INFORMATION Start Marker
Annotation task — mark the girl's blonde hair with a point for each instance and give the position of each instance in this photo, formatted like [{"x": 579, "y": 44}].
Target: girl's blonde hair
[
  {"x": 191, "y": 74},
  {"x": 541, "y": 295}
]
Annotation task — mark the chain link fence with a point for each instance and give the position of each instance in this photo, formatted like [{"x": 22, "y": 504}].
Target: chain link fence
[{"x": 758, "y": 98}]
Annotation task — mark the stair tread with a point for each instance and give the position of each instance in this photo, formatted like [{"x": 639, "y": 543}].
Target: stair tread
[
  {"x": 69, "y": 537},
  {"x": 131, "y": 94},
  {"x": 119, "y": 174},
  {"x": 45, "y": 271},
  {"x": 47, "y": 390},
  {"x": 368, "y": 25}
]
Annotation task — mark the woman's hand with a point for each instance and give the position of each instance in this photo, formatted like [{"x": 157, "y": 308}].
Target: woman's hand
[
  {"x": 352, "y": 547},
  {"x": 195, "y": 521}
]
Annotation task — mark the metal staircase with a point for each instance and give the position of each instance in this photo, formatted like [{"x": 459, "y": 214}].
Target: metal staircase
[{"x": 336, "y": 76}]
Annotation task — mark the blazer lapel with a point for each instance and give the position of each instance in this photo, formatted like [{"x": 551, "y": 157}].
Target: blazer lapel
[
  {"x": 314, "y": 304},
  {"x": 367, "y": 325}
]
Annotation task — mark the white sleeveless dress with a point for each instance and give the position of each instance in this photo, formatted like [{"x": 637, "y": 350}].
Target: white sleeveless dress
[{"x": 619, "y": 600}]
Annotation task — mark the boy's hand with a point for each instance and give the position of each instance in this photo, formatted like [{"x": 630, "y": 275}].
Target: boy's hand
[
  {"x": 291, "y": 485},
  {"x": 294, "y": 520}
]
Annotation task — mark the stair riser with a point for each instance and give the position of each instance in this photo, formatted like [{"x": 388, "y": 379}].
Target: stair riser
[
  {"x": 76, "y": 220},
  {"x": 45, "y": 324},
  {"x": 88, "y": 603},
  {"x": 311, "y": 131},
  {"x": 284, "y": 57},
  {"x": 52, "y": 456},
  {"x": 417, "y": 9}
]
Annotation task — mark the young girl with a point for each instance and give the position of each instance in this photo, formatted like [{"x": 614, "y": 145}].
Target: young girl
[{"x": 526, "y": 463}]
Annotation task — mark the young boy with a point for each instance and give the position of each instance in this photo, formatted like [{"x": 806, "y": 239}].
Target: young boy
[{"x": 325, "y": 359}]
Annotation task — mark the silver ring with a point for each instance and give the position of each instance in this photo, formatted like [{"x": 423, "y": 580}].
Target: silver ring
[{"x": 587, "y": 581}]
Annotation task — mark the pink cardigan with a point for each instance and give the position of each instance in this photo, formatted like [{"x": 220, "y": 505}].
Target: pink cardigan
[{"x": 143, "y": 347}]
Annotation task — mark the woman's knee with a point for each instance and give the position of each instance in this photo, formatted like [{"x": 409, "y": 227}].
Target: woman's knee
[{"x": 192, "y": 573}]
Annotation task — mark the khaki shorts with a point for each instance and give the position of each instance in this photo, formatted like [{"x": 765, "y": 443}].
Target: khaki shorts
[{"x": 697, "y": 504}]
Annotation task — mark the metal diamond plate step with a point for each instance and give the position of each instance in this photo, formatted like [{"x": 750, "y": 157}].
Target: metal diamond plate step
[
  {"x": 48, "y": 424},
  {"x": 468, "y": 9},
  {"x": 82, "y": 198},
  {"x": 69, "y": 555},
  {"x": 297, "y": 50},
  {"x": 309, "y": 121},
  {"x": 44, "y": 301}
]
INFORMATION End Marker
▶ [WORK INSTRUCTIONS]
Copy out each entry once more, character for character.

▶ [EXERCISE RESPONSE]
Annotation task — mark the girl's blonde hair with a point for each instance and give the position of each instance in this photo, formatted like [{"x": 579, "y": 44}].
Target: girl's blonde hair
[
  {"x": 191, "y": 74},
  {"x": 541, "y": 295}
]
Annotation task — mark the chain link fence with a point for each instance and give the position of each instance in this photo, formatted like [{"x": 22, "y": 504}].
Target: chain link fence
[{"x": 758, "y": 98}]
Annotation task — mark the stair tread with a point for each instance and give the position of each instance in this photo, formatted like [{"x": 639, "y": 543}].
Target: stair tread
[
  {"x": 69, "y": 537},
  {"x": 131, "y": 94},
  {"x": 119, "y": 174},
  {"x": 45, "y": 271},
  {"x": 47, "y": 390},
  {"x": 368, "y": 25}
]
Annotation task — mark the woman's hand with a point for each instance and give the position of each instance in this photo, formatted like [{"x": 157, "y": 308}].
Target: woman's hand
[
  {"x": 352, "y": 547},
  {"x": 195, "y": 521}
]
Annotation task — mark the metal staircase with a point for each instance and give the position of each instance in this photo, formatted like [{"x": 459, "y": 214}].
Target: metal staircase
[{"x": 336, "y": 76}]
Annotation task — mark the blazer lapel with a point for each instance and give the position of each instance in this photo, formatted like [{"x": 551, "y": 157}].
Target: blazer lapel
[
  {"x": 314, "y": 304},
  {"x": 367, "y": 325}
]
Annotation task — mark the white sleeveless dress with a point for each instance and give the position of each instance in this photo, formatted like [{"x": 637, "y": 350}].
Target: white sleeveless dress
[{"x": 619, "y": 600}]
Annotation task — mark the boy's hand with a point for each instance and give the position of each instance in this photo, formatted like [{"x": 630, "y": 275}].
Target: boy's hand
[
  {"x": 291, "y": 485},
  {"x": 294, "y": 520}
]
Annotation task — mark the stair riser with a point for each instance and give the position of each instance in this photo, formatted like [{"x": 388, "y": 379}].
Target: stair riser
[
  {"x": 76, "y": 220},
  {"x": 45, "y": 324},
  {"x": 88, "y": 603},
  {"x": 311, "y": 131},
  {"x": 284, "y": 57},
  {"x": 52, "y": 456},
  {"x": 417, "y": 9}
]
Annotation task — mark the young girl with a point for each instance and give the position of each instance in this photo, formatted like [{"x": 614, "y": 145}].
Target: young girl
[{"x": 526, "y": 463}]
Annotation task — mark the young boy with a point for each instance and give the position of each instance in this photo, formatted like [{"x": 806, "y": 239}].
Target: young boy
[{"x": 325, "y": 359}]
Annotation task — mark the silver ring with a point for each instance and give the position of each instance in this photo, formatted like [{"x": 423, "y": 580}].
Target: silver ring
[{"x": 587, "y": 581}]
Annotation task — mark the pink cardigan with a point for each instance and give the position of each instance in this photo, formatted like [{"x": 220, "y": 505}].
Target: pink cardigan
[{"x": 143, "y": 347}]
Annotation task — mark the woman's knee with a point for each instance and give the position of each instance in this photo, formatted like [{"x": 409, "y": 227}].
Target: woman's knee
[{"x": 192, "y": 573}]
Annotation task — mark the khaki shorts with a point for each instance and give the position of each instance in this photo, formatted like [{"x": 765, "y": 443}].
Target: khaki shorts
[{"x": 697, "y": 504}]
Annotation task — mark the metal diamond plate step with a point for each instance and give the position of each instance in this photo, formatted like [{"x": 750, "y": 157}].
Target: metal diamond plate step
[
  {"x": 48, "y": 424},
  {"x": 468, "y": 9},
  {"x": 82, "y": 198},
  {"x": 69, "y": 555},
  {"x": 297, "y": 50},
  {"x": 309, "y": 121},
  {"x": 44, "y": 301}
]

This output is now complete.